[Stored data]
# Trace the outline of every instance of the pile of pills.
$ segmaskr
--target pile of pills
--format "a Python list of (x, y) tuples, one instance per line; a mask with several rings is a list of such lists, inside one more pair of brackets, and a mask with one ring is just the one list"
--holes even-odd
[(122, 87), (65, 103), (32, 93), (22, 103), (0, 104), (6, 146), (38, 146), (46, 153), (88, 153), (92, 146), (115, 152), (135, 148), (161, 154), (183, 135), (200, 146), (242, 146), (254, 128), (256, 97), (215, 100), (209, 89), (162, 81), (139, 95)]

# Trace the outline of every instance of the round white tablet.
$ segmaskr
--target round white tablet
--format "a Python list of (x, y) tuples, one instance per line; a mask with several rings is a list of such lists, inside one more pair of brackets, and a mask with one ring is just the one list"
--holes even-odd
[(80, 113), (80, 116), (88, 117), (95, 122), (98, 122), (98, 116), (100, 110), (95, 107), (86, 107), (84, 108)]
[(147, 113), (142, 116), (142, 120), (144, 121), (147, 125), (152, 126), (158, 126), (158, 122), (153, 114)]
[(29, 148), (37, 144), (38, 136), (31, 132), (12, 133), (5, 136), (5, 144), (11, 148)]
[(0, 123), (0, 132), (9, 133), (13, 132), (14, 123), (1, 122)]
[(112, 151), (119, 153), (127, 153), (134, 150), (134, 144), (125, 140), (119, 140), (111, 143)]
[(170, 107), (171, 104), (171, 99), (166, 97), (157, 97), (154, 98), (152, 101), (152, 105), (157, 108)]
==
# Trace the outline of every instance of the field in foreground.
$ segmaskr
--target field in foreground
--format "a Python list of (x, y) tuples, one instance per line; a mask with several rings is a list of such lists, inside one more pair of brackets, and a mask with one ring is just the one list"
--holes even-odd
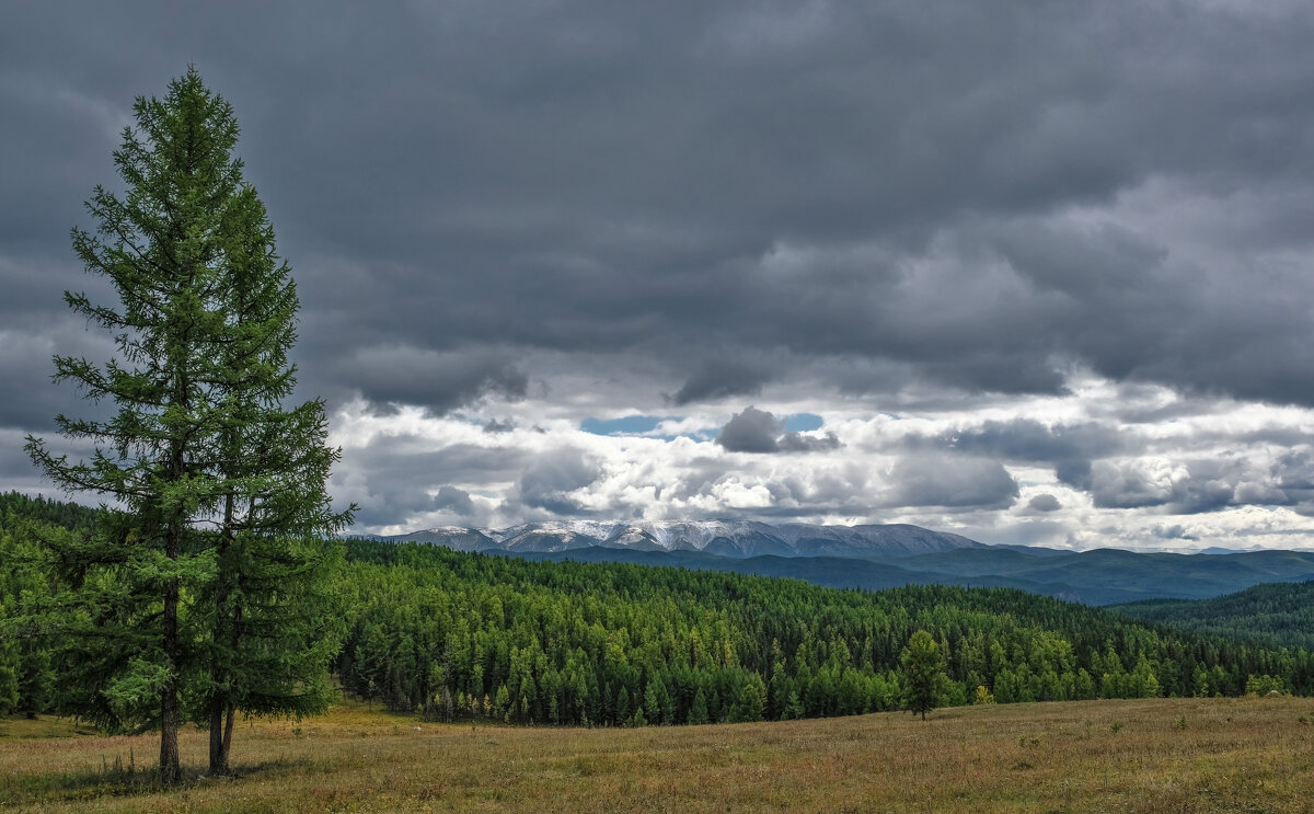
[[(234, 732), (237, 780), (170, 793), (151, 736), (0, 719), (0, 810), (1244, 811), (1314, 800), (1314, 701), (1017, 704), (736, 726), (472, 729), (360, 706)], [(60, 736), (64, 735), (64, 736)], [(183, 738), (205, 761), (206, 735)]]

Task -
Copy out the lines from the one with "# Trace the outline of every instance of the pile" to the one with "81), (139, 95)]", swapping "pile of pills" for "stack of pills" and keeping everything else the same.

Full output -
# Trace the outline of every instance of the stack of pills.
$ segmaskr
--target stack of pills
--format "a Python list of (x, y) tuples, one instance per line; a mask with several rings is a list of such lists, inside one more pair of brackets, and a mask with one ring is just the one list"
--holes even-odd
[(122, 87), (65, 103), (32, 93), (22, 103), (0, 104), (6, 146), (38, 146), (46, 153), (88, 153), (92, 146), (115, 152), (135, 148), (161, 154), (183, 135), (200, 146), (242, 146), (254, 128), (256, 97), (215, 100), (209, 89), (162, 81), (139, 95)]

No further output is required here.